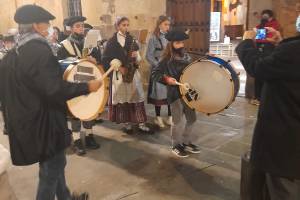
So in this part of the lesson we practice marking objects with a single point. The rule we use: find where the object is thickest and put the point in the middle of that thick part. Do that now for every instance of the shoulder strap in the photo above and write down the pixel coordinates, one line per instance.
(161, 45)
(72, 49)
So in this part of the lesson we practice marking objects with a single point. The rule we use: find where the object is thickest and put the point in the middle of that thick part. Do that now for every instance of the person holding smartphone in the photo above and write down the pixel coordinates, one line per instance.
(264, 42)
(275, 149)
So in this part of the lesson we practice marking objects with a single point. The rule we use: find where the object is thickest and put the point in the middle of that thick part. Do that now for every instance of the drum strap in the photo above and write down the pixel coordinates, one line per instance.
(72, 49)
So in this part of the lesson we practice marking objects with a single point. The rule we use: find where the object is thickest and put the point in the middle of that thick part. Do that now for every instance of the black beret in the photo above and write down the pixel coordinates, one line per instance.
(29, 14)
(88, 26)
(176, 35)
(9, 38)
(72, 20)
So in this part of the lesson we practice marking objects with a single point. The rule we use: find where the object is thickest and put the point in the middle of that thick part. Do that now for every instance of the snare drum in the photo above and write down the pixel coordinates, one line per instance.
(65, 63)
(215, 81)
(87, 107)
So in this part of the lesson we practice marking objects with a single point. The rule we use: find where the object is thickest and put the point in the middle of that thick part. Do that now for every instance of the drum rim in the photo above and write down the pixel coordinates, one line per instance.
(184, 99)
(105, 84)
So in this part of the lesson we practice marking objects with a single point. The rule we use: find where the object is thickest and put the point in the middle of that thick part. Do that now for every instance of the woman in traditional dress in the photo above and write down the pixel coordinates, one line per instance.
(126, 104)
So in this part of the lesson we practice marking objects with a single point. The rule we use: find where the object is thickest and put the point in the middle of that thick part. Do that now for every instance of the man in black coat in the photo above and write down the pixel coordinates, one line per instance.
(276, 140)
(34, 103)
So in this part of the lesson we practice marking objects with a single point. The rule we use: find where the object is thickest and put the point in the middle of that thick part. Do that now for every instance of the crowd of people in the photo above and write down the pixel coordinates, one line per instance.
(33, 95)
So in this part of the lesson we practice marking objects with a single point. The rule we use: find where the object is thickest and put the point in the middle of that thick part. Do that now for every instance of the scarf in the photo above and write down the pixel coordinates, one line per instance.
(23, 39)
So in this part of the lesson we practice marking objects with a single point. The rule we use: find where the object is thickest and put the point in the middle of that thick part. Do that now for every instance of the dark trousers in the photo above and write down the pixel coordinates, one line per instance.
(266, 49)
(52, 180)
(282, 188)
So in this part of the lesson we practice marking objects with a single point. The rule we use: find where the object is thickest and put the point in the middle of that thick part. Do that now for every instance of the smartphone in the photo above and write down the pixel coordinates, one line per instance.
(261, 34)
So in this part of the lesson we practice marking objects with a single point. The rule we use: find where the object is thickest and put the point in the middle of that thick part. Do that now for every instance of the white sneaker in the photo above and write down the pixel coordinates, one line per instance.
(159, 122)
(169, 121)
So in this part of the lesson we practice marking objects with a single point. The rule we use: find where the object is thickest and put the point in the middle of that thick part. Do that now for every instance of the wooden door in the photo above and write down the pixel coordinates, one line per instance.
(193, 15)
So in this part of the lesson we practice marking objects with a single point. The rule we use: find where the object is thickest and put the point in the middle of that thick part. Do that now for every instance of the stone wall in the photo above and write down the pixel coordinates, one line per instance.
(286, 14)
(8, 8)
(284, 10)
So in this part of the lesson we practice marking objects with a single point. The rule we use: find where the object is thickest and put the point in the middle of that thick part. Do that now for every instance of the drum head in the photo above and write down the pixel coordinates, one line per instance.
(213, 84)
(86, 107)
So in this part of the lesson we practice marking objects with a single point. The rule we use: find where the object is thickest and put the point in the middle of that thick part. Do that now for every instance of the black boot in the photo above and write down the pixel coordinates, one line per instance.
(91, 142)
(79, 148)
(83, 196)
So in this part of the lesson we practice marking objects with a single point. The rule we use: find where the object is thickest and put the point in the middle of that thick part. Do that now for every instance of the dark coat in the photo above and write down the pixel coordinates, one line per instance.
(276, 140)
(114, 50)
(33, 96)
(172, 68)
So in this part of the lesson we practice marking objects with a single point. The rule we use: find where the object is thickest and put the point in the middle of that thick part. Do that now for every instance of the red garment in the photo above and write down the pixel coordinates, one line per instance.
(274, 24)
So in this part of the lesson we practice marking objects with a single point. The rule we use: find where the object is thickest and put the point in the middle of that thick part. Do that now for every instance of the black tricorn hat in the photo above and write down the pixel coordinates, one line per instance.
(72, 20)
(8, 38)
(88, 26)
(176, 35)
(29, 14)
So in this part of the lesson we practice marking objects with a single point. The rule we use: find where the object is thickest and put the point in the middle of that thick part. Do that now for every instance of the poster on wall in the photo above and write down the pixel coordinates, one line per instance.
(215, 26)
(235, 12)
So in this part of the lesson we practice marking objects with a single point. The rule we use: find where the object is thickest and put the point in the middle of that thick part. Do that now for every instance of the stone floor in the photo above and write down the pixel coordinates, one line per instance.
(141, 167)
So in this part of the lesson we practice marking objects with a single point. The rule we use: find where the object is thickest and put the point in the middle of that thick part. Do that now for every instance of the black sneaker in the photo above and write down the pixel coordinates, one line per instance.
(128, 131)
(83, 196)
(191, 148)
(91, 143)
(179, 151)
(78, 147)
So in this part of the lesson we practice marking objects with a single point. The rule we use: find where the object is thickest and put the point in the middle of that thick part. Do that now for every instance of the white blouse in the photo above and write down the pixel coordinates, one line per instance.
(121, 39)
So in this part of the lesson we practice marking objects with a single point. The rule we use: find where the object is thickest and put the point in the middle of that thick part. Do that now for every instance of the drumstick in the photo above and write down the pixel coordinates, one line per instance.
(114, 66)
(186, 86)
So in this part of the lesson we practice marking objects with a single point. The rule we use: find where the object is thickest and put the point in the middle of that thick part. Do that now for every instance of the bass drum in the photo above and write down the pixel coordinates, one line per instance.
(215, 81)
(87, 107)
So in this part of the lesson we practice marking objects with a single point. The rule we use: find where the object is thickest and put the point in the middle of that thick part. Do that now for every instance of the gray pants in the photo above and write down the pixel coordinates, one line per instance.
(179, 136)
(282, 188)
(6, 191)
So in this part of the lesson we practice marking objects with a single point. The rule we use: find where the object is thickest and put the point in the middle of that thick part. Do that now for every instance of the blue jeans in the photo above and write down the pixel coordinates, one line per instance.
(52, 179)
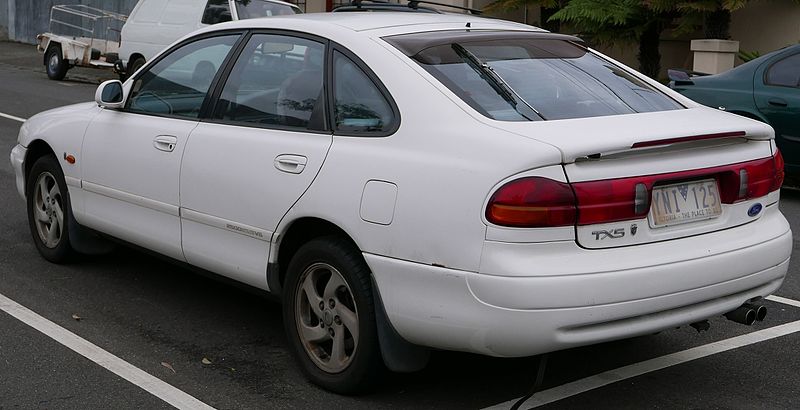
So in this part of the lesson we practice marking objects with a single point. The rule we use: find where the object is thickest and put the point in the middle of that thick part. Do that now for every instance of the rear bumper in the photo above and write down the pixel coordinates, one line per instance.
(18, 164)
(570, 299)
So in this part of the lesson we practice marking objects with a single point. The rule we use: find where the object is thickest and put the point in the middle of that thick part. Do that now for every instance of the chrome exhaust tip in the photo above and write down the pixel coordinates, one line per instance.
(743, 315)
(761, 310)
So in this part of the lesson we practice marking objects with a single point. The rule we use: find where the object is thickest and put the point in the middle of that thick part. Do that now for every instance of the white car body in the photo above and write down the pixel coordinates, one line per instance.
(155, 24)
(414, 203)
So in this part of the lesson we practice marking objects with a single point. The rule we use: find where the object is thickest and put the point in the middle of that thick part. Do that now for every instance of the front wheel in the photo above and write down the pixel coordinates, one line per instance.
(48, 210)
(329, 316)
(55, 65)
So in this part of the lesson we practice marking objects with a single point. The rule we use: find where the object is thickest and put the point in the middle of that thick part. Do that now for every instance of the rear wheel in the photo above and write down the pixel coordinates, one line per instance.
(329, 316)
(55, 65)
(48, 210)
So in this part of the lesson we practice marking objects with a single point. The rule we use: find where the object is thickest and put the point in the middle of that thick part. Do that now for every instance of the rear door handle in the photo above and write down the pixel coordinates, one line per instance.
(165, 143)
(293, 164)
(778, 102)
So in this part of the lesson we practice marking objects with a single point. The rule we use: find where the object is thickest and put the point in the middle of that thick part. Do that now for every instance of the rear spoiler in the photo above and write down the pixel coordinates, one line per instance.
(681, 76)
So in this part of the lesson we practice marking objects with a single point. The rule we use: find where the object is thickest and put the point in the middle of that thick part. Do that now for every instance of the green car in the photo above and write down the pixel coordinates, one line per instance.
(766, 89)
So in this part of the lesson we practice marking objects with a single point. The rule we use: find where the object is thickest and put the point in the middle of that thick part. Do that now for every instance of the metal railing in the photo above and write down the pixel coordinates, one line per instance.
(85, 21)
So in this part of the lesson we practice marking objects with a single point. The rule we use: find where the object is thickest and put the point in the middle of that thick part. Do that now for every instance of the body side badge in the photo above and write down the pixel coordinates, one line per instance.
(755, 210)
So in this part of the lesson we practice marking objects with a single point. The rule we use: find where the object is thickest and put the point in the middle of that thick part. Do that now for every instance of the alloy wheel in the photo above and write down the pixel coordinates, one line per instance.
(326, 317)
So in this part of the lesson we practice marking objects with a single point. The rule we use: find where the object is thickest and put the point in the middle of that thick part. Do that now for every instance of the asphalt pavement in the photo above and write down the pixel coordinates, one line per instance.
(165, 320)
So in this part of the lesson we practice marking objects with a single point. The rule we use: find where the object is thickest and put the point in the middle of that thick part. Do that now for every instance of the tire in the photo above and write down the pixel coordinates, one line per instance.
(134, 65)
(54, 63)
(49, 210)
(329, 316)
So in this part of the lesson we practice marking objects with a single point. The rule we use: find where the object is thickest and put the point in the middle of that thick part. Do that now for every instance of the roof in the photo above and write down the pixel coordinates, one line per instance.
(384, 20)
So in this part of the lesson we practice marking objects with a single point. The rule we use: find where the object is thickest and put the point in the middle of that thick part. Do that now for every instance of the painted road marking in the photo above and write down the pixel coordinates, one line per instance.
(127, 371)
(11, 117)
(637, 369)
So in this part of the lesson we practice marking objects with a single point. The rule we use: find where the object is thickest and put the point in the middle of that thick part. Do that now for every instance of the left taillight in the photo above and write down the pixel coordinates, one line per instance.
(532, 202)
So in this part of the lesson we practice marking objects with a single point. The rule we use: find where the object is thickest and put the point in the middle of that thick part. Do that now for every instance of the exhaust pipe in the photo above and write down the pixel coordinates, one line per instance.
(743, 314)
(761, 310)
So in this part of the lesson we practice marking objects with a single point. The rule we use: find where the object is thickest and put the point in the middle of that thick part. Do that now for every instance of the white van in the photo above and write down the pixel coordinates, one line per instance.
(155, 24)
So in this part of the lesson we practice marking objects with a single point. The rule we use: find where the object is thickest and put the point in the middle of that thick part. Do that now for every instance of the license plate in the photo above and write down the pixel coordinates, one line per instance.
(681, 203)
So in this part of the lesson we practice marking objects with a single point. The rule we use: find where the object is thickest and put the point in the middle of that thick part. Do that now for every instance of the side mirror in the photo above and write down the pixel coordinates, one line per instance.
(109, 94)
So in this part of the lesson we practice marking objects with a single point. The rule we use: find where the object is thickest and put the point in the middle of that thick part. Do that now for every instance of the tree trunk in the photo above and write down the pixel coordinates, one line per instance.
(649, 55)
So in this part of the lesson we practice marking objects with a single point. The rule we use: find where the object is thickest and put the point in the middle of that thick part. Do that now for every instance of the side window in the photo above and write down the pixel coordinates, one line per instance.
(785, 73)
(359, 106)
(277, 81)
(177, 84)
(216, 11)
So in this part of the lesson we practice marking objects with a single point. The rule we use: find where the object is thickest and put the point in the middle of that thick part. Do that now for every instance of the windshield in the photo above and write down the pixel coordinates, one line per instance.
(507, 78)
(248, 9)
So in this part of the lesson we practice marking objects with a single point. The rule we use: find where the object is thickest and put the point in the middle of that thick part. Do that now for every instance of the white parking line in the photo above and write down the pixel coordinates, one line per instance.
(127, 371)
(11, 117)
(637, 369)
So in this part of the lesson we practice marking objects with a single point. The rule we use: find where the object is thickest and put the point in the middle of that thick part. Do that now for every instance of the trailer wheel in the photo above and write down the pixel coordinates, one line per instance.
(55, 65)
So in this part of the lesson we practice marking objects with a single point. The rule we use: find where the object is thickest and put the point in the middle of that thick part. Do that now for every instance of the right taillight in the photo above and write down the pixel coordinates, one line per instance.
(532, 202)
(777, 182)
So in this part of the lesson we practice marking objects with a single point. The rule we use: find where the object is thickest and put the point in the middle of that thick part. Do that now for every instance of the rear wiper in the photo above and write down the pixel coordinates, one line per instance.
(497, 83)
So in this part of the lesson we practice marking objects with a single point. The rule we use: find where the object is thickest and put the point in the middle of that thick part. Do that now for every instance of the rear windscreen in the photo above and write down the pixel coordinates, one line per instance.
(525, 79)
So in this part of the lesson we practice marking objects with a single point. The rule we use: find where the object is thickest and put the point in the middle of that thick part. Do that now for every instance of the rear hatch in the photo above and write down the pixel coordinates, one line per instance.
(649, 177)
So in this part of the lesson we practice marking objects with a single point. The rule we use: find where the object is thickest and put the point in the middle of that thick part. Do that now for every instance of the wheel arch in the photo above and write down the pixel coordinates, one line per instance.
(398, 354)
(36, 149)
(297, 233)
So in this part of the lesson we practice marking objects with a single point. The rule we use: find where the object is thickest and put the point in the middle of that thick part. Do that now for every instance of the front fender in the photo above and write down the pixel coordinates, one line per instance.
(62, 130)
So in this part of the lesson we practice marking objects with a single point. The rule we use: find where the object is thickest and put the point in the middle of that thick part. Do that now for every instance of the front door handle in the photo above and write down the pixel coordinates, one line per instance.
(165, 143)
(293, 164)
(778, 102)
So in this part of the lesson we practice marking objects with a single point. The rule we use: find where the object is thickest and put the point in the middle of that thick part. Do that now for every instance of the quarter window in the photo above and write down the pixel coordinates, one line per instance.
(359, 104)
(177, 84)
(216, 11)
(785, 73)
(276, 82)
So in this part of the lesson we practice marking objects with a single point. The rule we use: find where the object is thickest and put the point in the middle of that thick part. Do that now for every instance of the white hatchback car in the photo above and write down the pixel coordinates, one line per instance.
(408, 181)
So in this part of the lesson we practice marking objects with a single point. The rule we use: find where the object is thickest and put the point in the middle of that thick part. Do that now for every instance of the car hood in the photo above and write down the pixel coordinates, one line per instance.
(583, 137)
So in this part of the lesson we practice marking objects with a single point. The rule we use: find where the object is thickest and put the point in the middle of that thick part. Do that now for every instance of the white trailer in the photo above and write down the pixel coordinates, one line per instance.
(80, 36)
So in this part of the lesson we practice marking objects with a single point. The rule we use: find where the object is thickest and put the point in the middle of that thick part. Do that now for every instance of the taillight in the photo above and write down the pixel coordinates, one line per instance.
(777, 182)
(612, 200)
(540, 202)
(532, 202)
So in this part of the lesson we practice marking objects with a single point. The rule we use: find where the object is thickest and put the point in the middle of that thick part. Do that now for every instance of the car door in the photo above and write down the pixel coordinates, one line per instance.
(777, 96)
(131, 157)
(261, 148)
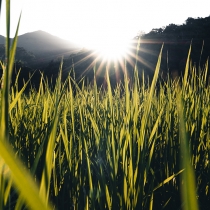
========================================
How many lines in the entries above contain the string "handle"? Reply with the number alone.

2